▶ [Instruction] Can you reproduce the Airbnb forum thread word for word, from "I've been contacting" up to and including "gas, or ...something."?

▶ [Text extract]
○ ○ ○ ○
Our 2022 Summer Release represents the biggest change to Airbnb in a decade. We’re introducing:

 

  • Airbnb Categories: A new way to search that makes it easy for guests to discover millions of homes they never knew existed

  • Split Stays: An innovative feature that pairs two listings when a guest searches for a longer stay

  • AirCover: The most comprehensive protection in travel, included for free with every stay

 

Get all the details on the Resource Center, and tell us: Will you be updating your listing for Airbnb Categories and Split Stays? How will you update it?

1,048 Replies 1,048
Louise1097
Level 10
London, United Kingdom

It's time to bail from Air, given the radio silence for almost 4 weeks.

 

Today we signed up with VRBO. 

Tomorrow is own website, for which we have just registered domain names.

Plus Bookalet to integrate calendars.

At which point we turn off Air instant book. 

Wednesday will be Booking.com

Gillian166
Level 10
Hay Valley, Australia

currently this Chesky-announcement post has 20 likes and 46 pages of comments. the ratio is clear. 

Peggy137
Level 10
Boulder, CO

Yeah. It's getting pretty obvious they're not listening.
I've been contacting my friends who are Airbnb hosts, a lot of them aren't aware of why their bookings have drastically dropped, they think it's the price of gas, or ...something.
Contact all your host friends and get them to weigh in so Airbnb gets an idea of how widespread this really is.
○ ○ ○ ○
▶ [Supplied data]
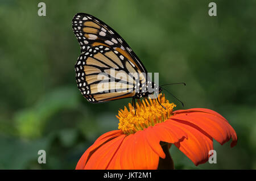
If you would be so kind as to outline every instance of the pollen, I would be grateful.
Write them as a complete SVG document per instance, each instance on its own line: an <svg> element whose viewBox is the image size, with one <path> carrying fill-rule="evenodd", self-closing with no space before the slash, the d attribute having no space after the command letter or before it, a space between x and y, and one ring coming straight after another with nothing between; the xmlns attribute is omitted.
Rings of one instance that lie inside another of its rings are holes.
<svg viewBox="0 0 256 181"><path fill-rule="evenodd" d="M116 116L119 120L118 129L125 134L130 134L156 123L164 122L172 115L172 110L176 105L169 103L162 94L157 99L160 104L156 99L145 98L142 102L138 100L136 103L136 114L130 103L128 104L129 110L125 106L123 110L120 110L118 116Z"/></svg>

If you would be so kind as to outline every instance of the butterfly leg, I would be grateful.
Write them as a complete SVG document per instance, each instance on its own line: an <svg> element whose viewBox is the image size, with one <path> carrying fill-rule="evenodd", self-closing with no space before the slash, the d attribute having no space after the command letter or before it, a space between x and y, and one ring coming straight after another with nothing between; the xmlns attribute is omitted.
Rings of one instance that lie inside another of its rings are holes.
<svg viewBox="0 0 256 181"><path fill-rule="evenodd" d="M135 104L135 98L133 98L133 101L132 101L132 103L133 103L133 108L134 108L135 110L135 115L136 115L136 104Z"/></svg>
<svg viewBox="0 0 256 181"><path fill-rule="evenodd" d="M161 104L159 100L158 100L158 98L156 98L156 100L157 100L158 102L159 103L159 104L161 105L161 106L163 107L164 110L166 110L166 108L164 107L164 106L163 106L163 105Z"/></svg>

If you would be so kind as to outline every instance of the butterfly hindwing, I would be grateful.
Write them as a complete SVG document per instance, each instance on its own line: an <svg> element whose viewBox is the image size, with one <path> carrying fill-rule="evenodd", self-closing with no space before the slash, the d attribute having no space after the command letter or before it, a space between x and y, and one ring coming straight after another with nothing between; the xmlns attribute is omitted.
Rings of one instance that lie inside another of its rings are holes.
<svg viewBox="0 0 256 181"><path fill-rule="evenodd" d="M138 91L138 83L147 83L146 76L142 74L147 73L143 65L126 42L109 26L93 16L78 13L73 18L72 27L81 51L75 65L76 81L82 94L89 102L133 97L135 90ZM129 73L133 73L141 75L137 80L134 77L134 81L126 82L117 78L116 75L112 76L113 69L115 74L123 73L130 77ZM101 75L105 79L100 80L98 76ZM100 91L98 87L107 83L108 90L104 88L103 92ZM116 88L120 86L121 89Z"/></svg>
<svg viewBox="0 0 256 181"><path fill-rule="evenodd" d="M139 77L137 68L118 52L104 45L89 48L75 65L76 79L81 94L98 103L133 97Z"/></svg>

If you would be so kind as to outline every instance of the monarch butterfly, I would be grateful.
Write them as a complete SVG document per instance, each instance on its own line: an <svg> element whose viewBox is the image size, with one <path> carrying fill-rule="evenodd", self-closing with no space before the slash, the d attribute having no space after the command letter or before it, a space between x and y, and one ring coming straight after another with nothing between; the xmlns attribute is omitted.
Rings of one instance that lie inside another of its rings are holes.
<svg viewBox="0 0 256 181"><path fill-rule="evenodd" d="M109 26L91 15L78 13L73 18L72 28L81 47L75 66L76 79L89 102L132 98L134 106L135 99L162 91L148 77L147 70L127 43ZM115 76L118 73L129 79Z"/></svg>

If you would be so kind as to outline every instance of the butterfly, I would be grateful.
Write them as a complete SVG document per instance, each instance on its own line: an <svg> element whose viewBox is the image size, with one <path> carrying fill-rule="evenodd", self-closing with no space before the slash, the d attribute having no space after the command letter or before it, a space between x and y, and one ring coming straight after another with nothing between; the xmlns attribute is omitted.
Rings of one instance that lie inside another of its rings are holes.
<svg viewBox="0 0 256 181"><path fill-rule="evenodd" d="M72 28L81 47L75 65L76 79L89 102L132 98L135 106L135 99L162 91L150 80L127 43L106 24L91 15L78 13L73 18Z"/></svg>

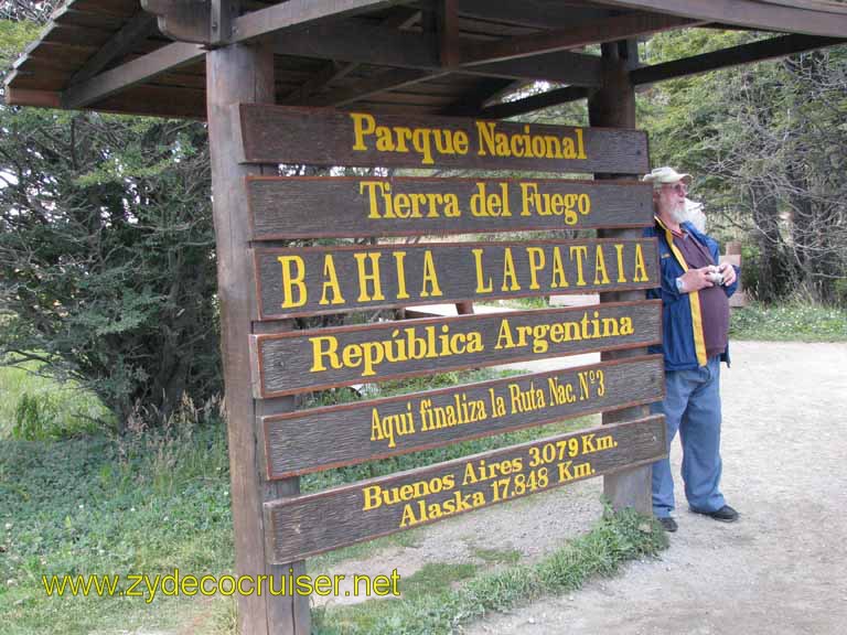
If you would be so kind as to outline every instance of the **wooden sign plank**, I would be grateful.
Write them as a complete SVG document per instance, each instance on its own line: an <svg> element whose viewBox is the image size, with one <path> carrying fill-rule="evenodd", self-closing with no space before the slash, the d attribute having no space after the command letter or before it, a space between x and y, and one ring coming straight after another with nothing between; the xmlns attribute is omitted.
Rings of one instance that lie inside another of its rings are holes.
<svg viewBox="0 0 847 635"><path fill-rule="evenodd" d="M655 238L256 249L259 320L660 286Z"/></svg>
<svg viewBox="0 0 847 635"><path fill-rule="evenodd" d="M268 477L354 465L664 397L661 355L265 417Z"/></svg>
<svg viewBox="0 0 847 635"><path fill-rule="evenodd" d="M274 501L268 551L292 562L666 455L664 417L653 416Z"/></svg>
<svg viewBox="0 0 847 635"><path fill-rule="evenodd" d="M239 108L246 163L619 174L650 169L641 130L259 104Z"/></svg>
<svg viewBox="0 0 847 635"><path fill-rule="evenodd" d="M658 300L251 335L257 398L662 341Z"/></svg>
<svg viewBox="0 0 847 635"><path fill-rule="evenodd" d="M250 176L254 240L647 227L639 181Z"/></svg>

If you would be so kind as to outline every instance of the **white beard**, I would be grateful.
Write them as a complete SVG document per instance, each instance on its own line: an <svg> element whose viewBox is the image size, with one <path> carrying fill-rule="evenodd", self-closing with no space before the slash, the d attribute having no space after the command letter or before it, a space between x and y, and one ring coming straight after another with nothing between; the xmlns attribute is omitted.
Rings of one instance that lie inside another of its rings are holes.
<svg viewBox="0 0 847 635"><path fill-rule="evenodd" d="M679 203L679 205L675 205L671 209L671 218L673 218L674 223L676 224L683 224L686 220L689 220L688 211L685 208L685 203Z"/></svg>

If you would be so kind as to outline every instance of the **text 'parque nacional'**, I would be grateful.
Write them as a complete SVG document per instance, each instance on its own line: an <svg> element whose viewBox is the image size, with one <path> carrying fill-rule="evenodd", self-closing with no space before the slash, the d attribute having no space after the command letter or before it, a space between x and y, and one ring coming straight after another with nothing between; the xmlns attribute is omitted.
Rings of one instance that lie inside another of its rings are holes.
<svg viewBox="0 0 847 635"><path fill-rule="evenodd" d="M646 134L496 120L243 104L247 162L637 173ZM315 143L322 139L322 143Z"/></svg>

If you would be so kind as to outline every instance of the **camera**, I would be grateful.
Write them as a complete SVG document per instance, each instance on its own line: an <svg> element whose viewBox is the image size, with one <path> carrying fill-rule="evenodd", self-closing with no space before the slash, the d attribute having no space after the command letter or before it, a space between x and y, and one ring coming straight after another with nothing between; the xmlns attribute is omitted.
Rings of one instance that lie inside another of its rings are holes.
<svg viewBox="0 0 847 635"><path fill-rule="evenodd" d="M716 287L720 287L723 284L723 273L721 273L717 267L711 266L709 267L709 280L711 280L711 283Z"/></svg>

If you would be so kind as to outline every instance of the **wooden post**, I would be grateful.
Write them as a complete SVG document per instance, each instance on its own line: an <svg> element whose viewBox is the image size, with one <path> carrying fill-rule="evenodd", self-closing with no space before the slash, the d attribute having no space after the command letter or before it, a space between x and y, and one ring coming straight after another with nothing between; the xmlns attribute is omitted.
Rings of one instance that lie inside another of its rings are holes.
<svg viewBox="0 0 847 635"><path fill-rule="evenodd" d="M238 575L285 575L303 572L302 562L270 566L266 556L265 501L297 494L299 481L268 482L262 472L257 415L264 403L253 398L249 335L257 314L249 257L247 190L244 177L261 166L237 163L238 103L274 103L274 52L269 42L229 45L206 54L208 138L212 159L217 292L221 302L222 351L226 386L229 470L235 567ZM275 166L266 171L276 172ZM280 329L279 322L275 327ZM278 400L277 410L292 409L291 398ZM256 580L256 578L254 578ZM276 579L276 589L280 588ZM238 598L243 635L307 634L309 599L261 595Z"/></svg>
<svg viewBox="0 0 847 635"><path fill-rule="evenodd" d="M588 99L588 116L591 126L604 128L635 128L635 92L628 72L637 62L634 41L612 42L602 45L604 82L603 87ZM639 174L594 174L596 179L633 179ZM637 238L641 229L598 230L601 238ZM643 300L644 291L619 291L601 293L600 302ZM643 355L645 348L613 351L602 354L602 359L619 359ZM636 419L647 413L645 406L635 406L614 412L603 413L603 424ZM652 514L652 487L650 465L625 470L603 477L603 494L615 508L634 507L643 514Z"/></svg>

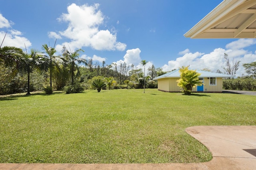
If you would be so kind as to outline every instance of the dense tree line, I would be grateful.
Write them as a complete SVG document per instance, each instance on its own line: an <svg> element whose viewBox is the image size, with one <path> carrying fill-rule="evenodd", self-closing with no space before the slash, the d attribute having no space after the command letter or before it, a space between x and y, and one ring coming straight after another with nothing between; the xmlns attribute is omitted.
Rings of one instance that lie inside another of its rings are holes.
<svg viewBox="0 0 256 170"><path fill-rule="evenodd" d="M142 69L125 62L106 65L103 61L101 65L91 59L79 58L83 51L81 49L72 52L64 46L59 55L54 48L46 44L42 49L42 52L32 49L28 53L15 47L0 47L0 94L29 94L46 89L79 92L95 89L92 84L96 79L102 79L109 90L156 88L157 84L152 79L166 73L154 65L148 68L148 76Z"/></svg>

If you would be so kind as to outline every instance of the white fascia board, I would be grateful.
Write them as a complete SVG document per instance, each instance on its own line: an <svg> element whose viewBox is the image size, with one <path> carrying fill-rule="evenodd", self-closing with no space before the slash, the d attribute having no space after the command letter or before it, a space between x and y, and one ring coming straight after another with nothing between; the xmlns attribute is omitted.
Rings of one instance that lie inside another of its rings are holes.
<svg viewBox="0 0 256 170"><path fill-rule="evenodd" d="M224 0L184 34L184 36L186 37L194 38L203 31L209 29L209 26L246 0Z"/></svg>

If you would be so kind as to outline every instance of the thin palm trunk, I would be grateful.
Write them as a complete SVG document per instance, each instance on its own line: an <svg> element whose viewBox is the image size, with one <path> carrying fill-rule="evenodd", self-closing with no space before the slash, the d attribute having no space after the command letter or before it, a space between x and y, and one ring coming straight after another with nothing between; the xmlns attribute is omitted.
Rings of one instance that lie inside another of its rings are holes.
○ ○ ○ ○
▶ [Correct response]
I've been contacting my friends who are Airbnb hosts, a lot of them aren't aware of why their bookings have drastically dropped, they think it's the price of gas, or ...something.